_Aim of the task_: Any picture among the records should be left out, please; retype the rest exactly.

==*==

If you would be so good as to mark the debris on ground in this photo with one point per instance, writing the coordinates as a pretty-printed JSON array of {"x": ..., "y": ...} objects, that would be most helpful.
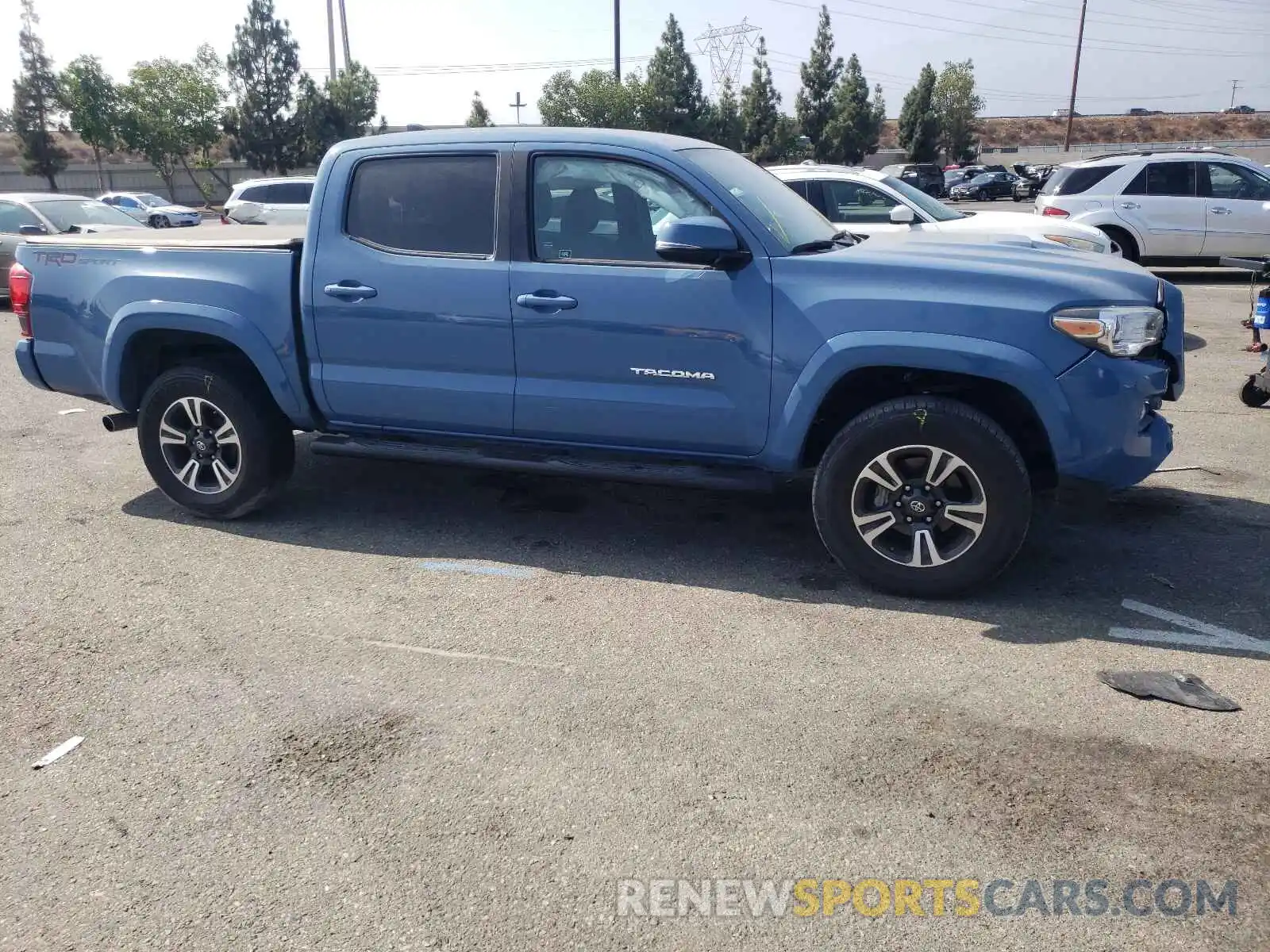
[
  {"x": 56, "y": 753},
  {"x": 1178, "y": 687}
]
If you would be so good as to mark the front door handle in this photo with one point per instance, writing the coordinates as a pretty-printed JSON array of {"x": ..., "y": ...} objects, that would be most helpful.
[
  {"x": 546, "y": 301},
  {"x": 349, "y": 291}
]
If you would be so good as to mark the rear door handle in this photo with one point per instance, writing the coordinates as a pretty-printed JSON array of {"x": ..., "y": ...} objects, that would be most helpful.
[
  {"x": 546, "y": 301},
  {"x": 348, "y": 291}
]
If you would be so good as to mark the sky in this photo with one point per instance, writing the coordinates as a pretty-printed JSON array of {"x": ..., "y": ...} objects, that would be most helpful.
[{"x": 432, "y": 55}]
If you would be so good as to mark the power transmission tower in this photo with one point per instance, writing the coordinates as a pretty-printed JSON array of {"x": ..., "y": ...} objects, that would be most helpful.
[{"x": 727, "y": 46}]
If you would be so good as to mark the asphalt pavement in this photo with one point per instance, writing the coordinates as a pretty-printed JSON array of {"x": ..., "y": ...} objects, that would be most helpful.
[{"x": 414, "y": 708}]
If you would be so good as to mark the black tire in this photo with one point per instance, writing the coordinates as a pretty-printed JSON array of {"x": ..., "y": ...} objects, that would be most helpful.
[
  {"x": 264, "y": 452},
  {"x": 1128, "y": 247},
  {"x": 1253, "y": 395},
  {"x": 950, "y": 427}
]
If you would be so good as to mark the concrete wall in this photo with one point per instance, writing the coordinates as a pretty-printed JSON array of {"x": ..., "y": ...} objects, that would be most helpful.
[{"x": 130, "y": 177}]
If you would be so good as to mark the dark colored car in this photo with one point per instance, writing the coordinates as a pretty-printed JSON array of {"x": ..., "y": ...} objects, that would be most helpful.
[
  {"x": 925, "y": 177},
  {"x": 987, "y": 187}
]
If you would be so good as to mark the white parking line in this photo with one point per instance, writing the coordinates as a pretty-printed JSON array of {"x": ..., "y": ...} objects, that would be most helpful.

==*==

_Reply to the exercise_:
If you would be so good as to mark the debris on ground in this photo with one point per instance, writing the coordinates as a pretty-printed JSON array of {"x": ..., "y": ...} objects, that would be most helpful.
[
  {"x": 56, "y": 753},
  {"x": 1178, "y": 687}
]
If you would be so good as to mark the front door handle in this photo with one point per instance, writing the coordinates as a pretty-printed JSON array of {"x": ..., "y": ...} objects, that would be most helpful.
[
  {"x": 546, "y": 301},
  {"x": 349, "y": 291}
]
If you would be so good as to mark the rear door handle in this photo with one point per instance, writing the coordinates as a pretty-printed JSON array of {"x": ..., "y": ...} objects, that would be most helpful.
[
  {"x": 546, "y": 301},
  {"x": 348, "y": 291}
]
If you would be so good as to mark the sky in this photo with one point per instance, writing the coordinates as a pretty-printed JSON array of {"x": ..., "y": ...} objects, that would be most helpful.
[{"x": 432, "y": 55}]
If you would be so good as to mark the power transmission tower in this photo with one point per instance, writing the coordinates as a pretty-printed JSON array of {"x": ..., "y": ...} objects, that would be most helpful.
[{"x": 727, "y": 46}]
If you would be so good as to mark the asphalt pavement in this photo with one point per instance, writing the coordinates as a pretty-printed JSON array of {"x": ..., "y": ...} objects, that would be most helpful.
[{"x": 414, "y": 708}]
If you would be so good as to mark the black tire in this photo with one point per instance, writing the coordinates as a pretty-printed JSON array of {"x": ..., "y": ...} objects, that would be most helpful.
[
  {"x": 264, "y": 452},
  {"x": 1128, "y": 247},
  {"x": 1253, "y": 395},
  {"x": 950, "y": 427}
]
If you would be so good as to mark the concrete wall in this photo with one point per instance, writing the coordinates as a pretty-printed JSON array of {"x": ..., "y": ...} objects, that would be most helpful.
[{"x": 130, "y": 177}]
If you would be so good as to mark the dark colored car in this photo with one point per instance, writing the coordinates as a pretty-printed JSON array of {"x": ..., "y": ...} objects, that would be most helpful.
[
  {"x": 925, "y": 177},
  {"x": 987, "y": 187}
]
If you would be so good as to mark the white parking line in this photo with one point per instance, writing the coordinates as a pretty-printed JSON array of {"x": ..., "y": ...} objects, that would be most helpful.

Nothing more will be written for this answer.